## SUPPLIED PASSAGE
⁂

Thu, 13 May 2021 | ADMINISTRATION
East Lothian-based grain merchant Alexander Inglis & Son has collapsed into administration, with the company’s assets being marketed for sale. The company has five grain stores across Scotland, which will be up for sale along with the firm’s plant and equipment. FRP partners Tom MacLennan and Chad Griffin have been appointed as joint administrators.
Chad Griffin commented: “The storage facilities are very well equipped and in strategic locations. We will now focus on marketing the assets for sale and would urge interested parties to contact the Edinburgh office of FRP as soon as possible”.
Alexander Inglis & Son is a major supplier of cereal, seed, barley and fertiliser to the whisky and distilling industries. The company has 40 staff and, in its most recent accounts, reported gross profit of £4.4 million on turnover of £99.2 million.

⁂

Collected data entries:
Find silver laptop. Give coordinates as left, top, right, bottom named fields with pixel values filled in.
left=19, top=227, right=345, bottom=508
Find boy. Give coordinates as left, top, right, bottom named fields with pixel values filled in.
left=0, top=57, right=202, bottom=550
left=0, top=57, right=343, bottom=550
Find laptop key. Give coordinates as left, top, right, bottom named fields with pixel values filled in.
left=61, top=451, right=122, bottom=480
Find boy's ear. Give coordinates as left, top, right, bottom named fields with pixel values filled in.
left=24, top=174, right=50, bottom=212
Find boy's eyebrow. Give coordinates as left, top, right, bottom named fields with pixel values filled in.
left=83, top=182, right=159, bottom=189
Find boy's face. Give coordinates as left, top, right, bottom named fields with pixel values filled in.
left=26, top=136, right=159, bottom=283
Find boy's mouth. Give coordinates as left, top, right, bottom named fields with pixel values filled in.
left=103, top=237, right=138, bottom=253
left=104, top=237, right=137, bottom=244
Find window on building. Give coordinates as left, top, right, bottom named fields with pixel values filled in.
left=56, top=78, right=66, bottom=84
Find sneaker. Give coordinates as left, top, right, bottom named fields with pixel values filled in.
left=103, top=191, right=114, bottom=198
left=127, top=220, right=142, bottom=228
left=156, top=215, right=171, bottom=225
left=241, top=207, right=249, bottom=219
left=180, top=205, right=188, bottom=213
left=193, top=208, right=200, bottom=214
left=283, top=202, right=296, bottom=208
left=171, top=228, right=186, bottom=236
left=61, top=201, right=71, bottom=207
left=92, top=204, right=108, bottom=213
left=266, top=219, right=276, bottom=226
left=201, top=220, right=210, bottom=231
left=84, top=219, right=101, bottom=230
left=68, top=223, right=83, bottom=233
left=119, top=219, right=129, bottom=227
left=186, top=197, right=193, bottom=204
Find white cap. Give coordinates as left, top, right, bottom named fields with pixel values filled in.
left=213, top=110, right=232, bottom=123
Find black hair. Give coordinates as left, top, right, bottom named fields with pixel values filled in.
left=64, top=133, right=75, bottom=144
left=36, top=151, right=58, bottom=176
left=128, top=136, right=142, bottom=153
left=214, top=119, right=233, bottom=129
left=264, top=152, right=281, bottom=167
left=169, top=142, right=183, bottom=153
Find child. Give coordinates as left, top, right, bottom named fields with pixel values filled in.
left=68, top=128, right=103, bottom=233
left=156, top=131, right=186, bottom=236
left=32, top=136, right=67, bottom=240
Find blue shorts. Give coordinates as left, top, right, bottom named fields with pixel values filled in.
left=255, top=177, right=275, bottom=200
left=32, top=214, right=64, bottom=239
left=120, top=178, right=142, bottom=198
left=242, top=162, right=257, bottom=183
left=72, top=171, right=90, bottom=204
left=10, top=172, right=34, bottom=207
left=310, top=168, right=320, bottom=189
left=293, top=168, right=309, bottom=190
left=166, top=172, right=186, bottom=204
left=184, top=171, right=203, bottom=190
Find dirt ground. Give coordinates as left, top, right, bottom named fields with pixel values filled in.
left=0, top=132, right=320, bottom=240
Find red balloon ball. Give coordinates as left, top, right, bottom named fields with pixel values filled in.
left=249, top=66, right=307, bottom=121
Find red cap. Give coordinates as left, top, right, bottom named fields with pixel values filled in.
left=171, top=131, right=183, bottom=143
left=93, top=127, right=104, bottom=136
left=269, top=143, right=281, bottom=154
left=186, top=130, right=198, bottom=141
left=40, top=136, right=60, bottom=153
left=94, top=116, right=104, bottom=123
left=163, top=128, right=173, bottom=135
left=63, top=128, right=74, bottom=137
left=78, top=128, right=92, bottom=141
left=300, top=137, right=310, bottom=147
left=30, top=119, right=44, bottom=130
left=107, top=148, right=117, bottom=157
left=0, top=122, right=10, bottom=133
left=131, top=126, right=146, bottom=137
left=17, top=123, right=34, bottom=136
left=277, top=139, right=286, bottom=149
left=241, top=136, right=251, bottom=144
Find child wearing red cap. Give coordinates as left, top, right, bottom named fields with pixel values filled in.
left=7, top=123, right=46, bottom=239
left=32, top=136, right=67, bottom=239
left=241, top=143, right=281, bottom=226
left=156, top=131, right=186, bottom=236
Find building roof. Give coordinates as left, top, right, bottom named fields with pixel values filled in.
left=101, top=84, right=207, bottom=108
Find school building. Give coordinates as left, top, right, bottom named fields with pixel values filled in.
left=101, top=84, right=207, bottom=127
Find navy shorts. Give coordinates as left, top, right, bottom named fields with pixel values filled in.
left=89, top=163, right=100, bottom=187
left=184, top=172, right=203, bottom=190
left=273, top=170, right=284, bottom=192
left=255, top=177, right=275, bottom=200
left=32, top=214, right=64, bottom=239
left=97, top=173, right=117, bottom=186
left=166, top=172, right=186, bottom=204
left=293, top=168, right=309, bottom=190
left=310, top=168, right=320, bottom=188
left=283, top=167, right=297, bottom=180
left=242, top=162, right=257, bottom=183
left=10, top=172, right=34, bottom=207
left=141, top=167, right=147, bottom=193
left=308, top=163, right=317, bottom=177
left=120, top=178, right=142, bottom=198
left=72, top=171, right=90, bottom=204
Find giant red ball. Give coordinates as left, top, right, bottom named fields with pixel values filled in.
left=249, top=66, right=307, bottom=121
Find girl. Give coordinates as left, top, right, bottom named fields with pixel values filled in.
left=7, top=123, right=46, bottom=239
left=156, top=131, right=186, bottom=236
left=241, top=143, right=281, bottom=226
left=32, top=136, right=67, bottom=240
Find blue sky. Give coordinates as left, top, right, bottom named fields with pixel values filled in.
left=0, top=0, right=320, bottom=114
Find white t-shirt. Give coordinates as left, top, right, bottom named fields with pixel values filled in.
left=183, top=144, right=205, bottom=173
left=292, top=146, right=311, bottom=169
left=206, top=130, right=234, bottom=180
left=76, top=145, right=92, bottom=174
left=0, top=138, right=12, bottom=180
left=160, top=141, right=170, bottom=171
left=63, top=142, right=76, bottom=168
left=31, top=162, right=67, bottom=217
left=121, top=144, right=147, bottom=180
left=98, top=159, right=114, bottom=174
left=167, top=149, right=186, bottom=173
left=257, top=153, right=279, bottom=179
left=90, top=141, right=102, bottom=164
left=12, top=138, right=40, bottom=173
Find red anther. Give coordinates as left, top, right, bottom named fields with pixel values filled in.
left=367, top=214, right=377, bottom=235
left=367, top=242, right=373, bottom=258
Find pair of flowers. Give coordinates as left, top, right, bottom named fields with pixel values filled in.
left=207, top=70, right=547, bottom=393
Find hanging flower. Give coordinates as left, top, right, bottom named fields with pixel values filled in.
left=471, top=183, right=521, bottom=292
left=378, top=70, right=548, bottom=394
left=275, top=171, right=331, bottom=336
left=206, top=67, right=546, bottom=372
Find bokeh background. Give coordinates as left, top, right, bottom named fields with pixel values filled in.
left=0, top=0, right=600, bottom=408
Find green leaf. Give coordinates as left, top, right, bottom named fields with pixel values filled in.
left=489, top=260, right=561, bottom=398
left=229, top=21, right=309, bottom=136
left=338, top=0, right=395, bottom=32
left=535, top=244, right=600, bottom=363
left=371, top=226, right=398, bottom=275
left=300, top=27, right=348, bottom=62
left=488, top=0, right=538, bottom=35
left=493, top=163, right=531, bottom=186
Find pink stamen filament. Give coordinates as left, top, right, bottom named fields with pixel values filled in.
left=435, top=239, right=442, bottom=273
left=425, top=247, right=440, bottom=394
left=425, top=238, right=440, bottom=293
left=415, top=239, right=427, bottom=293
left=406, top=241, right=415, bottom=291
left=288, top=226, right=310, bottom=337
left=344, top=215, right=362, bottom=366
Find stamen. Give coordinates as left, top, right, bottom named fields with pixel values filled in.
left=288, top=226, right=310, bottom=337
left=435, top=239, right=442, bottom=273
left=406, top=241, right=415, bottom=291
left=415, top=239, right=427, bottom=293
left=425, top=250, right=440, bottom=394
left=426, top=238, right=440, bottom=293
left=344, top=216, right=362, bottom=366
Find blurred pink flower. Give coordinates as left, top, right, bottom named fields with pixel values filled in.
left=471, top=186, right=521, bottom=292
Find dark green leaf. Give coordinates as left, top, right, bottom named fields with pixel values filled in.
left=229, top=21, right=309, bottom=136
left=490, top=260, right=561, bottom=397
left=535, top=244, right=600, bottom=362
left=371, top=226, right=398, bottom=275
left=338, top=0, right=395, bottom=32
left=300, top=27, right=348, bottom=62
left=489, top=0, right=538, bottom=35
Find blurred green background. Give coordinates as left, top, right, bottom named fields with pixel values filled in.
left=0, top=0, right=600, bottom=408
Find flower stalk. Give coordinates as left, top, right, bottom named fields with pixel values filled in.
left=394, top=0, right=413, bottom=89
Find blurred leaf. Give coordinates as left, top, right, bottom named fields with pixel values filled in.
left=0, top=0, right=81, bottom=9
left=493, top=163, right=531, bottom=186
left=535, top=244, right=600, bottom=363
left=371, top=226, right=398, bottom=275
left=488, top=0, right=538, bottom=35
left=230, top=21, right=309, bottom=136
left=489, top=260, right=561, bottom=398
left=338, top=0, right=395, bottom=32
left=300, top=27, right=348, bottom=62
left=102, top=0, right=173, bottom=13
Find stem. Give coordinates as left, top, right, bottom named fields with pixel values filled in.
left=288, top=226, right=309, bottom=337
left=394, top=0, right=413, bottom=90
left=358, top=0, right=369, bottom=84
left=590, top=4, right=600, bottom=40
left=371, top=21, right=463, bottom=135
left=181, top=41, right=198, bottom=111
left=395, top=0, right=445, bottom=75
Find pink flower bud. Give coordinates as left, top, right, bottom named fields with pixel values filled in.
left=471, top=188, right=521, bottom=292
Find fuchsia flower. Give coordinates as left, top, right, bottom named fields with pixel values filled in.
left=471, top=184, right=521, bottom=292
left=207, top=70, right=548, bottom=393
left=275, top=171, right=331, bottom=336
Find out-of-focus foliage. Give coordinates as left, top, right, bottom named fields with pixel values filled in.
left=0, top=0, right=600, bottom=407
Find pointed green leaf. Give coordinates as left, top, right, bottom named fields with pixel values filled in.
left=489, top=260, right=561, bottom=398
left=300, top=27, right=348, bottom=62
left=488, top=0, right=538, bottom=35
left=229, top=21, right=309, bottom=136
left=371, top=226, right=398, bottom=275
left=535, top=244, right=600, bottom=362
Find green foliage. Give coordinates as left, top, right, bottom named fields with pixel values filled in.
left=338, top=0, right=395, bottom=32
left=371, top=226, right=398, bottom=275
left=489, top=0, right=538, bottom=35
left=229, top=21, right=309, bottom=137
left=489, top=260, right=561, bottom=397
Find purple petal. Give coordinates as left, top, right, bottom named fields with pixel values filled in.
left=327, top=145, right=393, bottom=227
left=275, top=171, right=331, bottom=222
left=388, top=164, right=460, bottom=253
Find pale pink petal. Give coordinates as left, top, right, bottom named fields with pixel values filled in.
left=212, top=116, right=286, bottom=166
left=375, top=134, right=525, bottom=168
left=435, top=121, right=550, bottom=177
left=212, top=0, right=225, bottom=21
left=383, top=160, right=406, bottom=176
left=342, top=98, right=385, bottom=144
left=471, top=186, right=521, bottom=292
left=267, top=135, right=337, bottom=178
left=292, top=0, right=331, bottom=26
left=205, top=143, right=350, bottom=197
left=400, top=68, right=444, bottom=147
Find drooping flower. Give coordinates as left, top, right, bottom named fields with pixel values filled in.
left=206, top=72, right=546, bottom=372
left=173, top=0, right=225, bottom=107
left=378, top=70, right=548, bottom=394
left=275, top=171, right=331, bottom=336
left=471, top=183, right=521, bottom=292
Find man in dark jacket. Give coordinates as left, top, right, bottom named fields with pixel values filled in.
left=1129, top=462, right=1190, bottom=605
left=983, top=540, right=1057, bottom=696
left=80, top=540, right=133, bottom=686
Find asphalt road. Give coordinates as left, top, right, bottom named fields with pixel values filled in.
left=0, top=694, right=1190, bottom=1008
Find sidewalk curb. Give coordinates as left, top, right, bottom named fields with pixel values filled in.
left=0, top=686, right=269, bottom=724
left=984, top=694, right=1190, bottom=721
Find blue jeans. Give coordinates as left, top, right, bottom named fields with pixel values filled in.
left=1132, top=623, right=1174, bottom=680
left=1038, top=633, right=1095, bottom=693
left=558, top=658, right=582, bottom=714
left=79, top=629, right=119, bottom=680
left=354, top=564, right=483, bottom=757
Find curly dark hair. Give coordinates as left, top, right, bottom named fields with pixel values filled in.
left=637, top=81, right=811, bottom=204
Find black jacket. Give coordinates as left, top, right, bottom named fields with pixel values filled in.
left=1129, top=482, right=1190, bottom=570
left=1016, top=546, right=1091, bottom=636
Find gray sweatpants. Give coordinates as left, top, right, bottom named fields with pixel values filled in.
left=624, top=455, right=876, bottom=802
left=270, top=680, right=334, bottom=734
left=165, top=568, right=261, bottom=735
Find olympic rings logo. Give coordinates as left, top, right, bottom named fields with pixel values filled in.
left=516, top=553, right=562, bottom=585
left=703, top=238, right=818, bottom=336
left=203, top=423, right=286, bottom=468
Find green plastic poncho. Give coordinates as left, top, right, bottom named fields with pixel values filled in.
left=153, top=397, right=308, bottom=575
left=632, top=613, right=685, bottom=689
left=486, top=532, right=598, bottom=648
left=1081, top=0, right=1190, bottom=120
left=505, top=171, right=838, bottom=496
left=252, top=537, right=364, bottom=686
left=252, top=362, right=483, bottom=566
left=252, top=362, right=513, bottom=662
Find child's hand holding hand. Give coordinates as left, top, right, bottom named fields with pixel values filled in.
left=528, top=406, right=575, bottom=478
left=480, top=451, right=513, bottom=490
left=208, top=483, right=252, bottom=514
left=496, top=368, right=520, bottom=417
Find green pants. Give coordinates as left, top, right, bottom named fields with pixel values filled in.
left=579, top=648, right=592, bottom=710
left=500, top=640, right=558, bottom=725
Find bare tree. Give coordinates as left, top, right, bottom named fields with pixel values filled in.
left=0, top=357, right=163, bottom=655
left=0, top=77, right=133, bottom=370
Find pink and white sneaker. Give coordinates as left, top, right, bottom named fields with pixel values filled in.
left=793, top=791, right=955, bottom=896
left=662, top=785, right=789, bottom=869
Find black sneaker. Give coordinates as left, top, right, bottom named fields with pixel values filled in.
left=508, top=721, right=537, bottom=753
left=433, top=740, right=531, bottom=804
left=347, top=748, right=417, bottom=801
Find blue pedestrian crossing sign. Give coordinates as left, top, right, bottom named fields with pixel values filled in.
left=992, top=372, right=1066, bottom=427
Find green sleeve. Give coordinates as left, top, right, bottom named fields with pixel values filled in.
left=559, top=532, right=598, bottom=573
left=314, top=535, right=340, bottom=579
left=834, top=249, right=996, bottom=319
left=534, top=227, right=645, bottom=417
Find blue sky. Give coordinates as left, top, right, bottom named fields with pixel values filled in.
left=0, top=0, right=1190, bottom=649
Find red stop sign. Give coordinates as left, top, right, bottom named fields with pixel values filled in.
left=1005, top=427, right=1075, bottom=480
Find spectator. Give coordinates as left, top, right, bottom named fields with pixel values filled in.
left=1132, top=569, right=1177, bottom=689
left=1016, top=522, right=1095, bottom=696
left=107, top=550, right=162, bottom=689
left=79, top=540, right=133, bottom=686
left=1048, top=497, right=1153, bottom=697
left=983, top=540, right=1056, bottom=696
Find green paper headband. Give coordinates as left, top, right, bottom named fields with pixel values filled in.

⁂

## ASSIGNED TASK A
Who were appointed joint administrators, according to the news item on the grain merchant's collapse?
## ASSIGNED TASK B
Edit the news item on the grain merchant's collapse: rewrite the part from "Alexander Inglis & Son is" up to and including "of £99.2 million.", replacing "whisky" with "brewing".
## ASSIGNED TASK C
Carry on the news item about the grain merchant's administration from the point where it ends.

## RESPONSE BOX A
FRP partners Tom MacLennan and Chad Griffin.

## RESPONSE BOX B
Alexander Inglis & Son is a major supplier of cereal, seed, barley and fertiliser to the brewing and distilling industries. The company has 40 staff and, in its most recent accounts, reported gross profit of £4.4 million on turnover of £99.2 million.

## RESPONSE BOX C
However, the business has succumbed to an array of adverse factors. A poor harvest in 2020 exacerbated weak trading resulting from the COVID-19 pandemic, while the firm has also been affected by previous legacy losses.
As a result, the company’s board decided that winding down the business was the best option to maximise value for its creditors.
Secured creditors include Alexander Inglis & Son’s principal lender Macquarie Bank. Many of the company’s unsecured creditors are farmers, who are reportedly owed large sums by the firm but will only receive any kind of payment once secured creditors have been paid.
The administration will also involve confirming the title on huge amounts of grain stored with Alexander Inglis & Son by third parties.
A statement from the administrators read: “The business has been suffering from weaker trading in recent months following a poor harvest in 2020 and a contraction in demand stemming from the COVID-19 pandemic.”
“Additionally, it had continued to be affected by legacy losses on dealings with the failed Philip Wilson Group. The board determined that the best course of action was to wind the business down to maximise value to creditors.”